◆ INFORMATION PROVIDED ◆
■ ■ ■

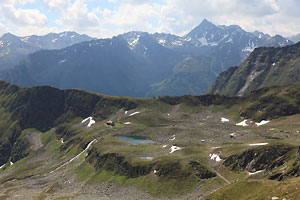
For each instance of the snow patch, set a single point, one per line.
(232, 134)
(134, 113)
(88, 146)
(275, 198)
(173, 138)
(215, 157)
(174, 148)
(133, 43)
(243, 123)
(91, 121)
(258, 144)
(223, 120)
(177, 43)
(263, 122)
(252, 173)
(162, 42)
(146, 158)
(62, 61)
(203, 41)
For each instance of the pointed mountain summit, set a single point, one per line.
(203, 29)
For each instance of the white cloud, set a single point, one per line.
(57, 5)
(130, 1)
(78, 17)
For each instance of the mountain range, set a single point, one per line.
(265, 67)
(141, 64)
(295, 38)
(13, 48)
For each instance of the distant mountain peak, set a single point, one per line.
(9, 36)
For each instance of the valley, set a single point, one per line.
(188, 147)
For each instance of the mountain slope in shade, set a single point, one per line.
(144, 65)
(100, 65)
(295, 38)
(193, 75)
(13, 48)
(265, 67)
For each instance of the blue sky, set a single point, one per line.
(106, 18)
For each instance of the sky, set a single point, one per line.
(107, 18)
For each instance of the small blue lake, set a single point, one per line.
(134, 139)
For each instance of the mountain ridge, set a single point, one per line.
(265, 67)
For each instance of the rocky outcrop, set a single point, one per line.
(265, 67)
(201, 171)
(262, 158)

■ ■ ■

◆ DIRECTION ◆
Write out every one of the lines above word for word, leaving out the pictures.

◆ SOLVED EXERCISE ◆
For each instance of the snow patch, set a single point, one per line.
(232, 134)
(134, 113)
(88, 146)
(275, 198)
(173, 138)
(215, 157)
(174, 148)
(133, 43)
(243, 123)
(91, 121)
(258, 144)
(223, 120)
(177, 43)
(263, 122)
(252, 173)
(162, 42)
(146, 158)
(62, 61)
(203, 41)
For each instance of the pointed mountain summit, set a single point, one per line.
(203, 29)
For each instance of the white cloud, set a single point, one per line.
(57, 5)
(130, 1)
(78, 17)
For each instance of the mountain range, set a single point, one per line.
(265, 67)
(141, 64)
(295, 38)
(13, 48)
For each instance of the distant mountain peak, set a single point, one per line.
(9, 36)
For each instance of the valley, set a single point, one per line.
(188, 147)
For each instance of the mountain slope in shade, set a single point, one per line.
(144, 65)
(100, 65)
(295, 38)
(193, 75)
(13, 48)
(265, 67)
For each instance of the blue sky, set a single point, one per line.
(106, 18)
For each instance of the sky, set a single point, one per line.
(107, 18)
For each instance of the small blue lake, set a single point, one per line.
(134, 139)
For each instance of the mountain ridge, set a single point, one per line.
(265, 67)
For each instance of the rocky outcrop, set a single point, one per line.
(265, 67)
(201, 171)
(262, 158)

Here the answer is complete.